- **What this task involves**:
Write out all of the entries, matching the original exactly.

Stored dataset items:
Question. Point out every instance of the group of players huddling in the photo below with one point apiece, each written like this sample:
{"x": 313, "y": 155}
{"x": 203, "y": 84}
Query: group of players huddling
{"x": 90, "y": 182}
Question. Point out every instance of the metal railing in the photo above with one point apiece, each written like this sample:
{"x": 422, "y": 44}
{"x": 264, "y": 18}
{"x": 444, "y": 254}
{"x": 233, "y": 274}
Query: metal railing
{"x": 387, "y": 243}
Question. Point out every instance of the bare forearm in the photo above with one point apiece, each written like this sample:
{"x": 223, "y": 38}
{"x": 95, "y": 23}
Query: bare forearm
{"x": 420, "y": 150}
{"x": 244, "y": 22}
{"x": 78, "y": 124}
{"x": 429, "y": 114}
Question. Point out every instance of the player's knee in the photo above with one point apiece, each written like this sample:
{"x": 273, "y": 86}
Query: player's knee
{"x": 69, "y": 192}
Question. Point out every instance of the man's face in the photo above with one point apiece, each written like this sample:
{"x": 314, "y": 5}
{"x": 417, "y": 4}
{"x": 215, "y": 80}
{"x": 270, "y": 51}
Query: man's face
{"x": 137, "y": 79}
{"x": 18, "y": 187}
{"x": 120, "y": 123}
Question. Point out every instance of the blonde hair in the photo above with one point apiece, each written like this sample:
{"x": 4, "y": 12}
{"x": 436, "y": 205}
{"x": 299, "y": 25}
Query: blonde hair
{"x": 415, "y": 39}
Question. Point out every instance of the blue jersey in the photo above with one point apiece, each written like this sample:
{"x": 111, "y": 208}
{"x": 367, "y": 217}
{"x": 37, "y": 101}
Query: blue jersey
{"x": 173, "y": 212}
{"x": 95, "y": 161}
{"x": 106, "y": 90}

- **Written answer**:
Question. Point out every instance of the group of players huddling in the photo below with one point apiece, each written like this sample:
{"x": 313, "y": 155}
{"x": 203, "y": 84}
Query: group of players huddling
{"x": 90, "y": 182}
Question. Point out every instance of the metal railing in the photo above with one point apiece, each written like this sample:
{"x": 422, "y": 44}
{"x": 264, "y": 18}
{"x": 444, "y": 254}
{"x": 233, "y": 274}
Query: metal railing
{"x": 387, "y": 243}
Question. Point out every instance of the bare forearm in the photo above with one point apiece, each written like this sample:
{"x": 223, "y": 38}
{"x": 95, "y": 23}
Query: bare forearm
{"x": 420, "y": 150}
{"x": 244, "y": 22}
{"x": 78, "y": 124}
{"x": 429, "y": 114}
Question. Point out every instance of the player's knee in the photo above with one point apiece, each written like this sample:
{"x": 273, "y": 86}
Query: player's knee
{"x": 69, "y": 192}
Question. Point out every instance of the man's face in the photo above with one point apiece, each written like this sample:
{"x": 314, "y": 5}
{"x": 417, "y": 4}
{"x": 215, "y": 80}
{"x": 270, "y": 51}
Query: man's face
{"x": 137, "y": 79}
{"x": 18, "y": 187}
{"x": 120, "y": 123}
Question. Point out every instance of the blonde hair in the photo above with one point apiece, each written like this sample:
{"x": 4, "y": 12}
{"x": 436, "y": 205}
{"x": 299, "y": 25}
Query: blonde hair
{"x": 415, "y": 39}
Question. Point out every instance of the blue jersey in the photo above with one point apiece, each written like this sample:
{"x": 111, "y": 208}
{"x": 367, "y": 217}
{"x": 37, "y": 101}
Query: blue jersey
{"x": 173, "y": 212}
{"x": 95, "y": 161}
{"x": 106, "y": 90}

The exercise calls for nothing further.